Louis County from the county's Special School District (Librach
and Little, St. Louis POST-DISPATCH, 2/20).  The Special District
has managed vocational education in the city and county since
1991.
     However, legal battles, primarily over funding, are
stymieing efforts to have the CED up and running by the fall.  A
lawyer for the CED last week asked a federal court judge for
$757,000 in start-up costs, reports the paper.  The funds would
be used for hiring staff, recruiting teachers, beginning work on
a four-year vocational high school and developing classroom
materials.  According to the paper, the funds requested by the
CED is money the Special District already budgeted for this
school year for vocational education.  The CED claims the funds
are above what is needed for the Special District to run the
program.  The POST-DISPATCH reports that the Special District
disagrees.  "SSD has no 'surplus' of funds," stated its attorney
Laurence Mass.
     The paper reports that the Special District was created in
1957 to serve disabled children.  Voters authorized the district
in 1965 to also provide vocational education and approved a 25-
cent tax increase.  Another 28-cent tax increase was passed in
1986, raising the levy to the current 62 cents for each $100 of
assessed valuation, writes the paper.  A portion of the funds is
targeted to vocational education.
     The Special District is managing a student-recruitment
program to reach enrollment goals of 2,100 students in three
vocational high schools now owned and managed by the Special
District and about 400 students who are expected to attend a city
high school.  Special District administrators are sponsoring a
"Career Expo Spring 1996" on 2 March to promote the vocational
education program, including the Career Academy, a four-year
vocational high school the CED will open next fall.

——

_Work order:_ In the excerpt on vocational education in St. Louis, what amount in start-up costs did a lawyer for the CED ask a federal court judge for?

_Dataset content:_

——

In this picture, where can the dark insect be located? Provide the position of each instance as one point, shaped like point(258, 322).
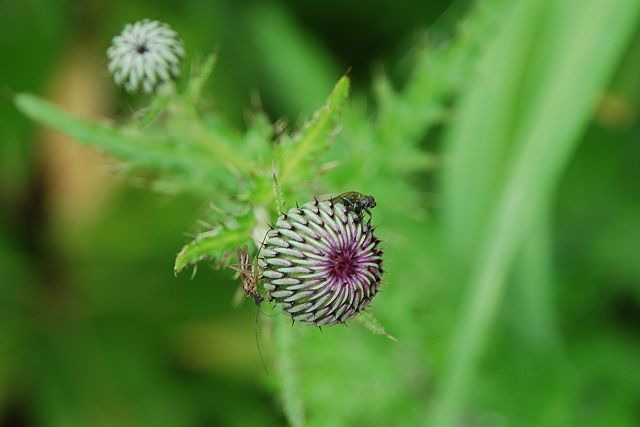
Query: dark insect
point(249, 272)
point(356, 202)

——

_Your response:_ $757,000